The records are to be reproduced verbatim.

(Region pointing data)
○ ○ ○ ○ ○ ○ ○

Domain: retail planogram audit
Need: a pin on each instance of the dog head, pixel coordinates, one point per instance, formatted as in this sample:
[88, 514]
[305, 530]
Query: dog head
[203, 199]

○ ○ ○ ○ ○ ○ ○

RESPONSE BELOW:
Domain: retail planogram audit
Need: a pin on each instance of the dog head, pixel coordinates, one point per instance, formatted as in this sample:
[88, 514]
[305, 530]
Query: dog head
[203, 199]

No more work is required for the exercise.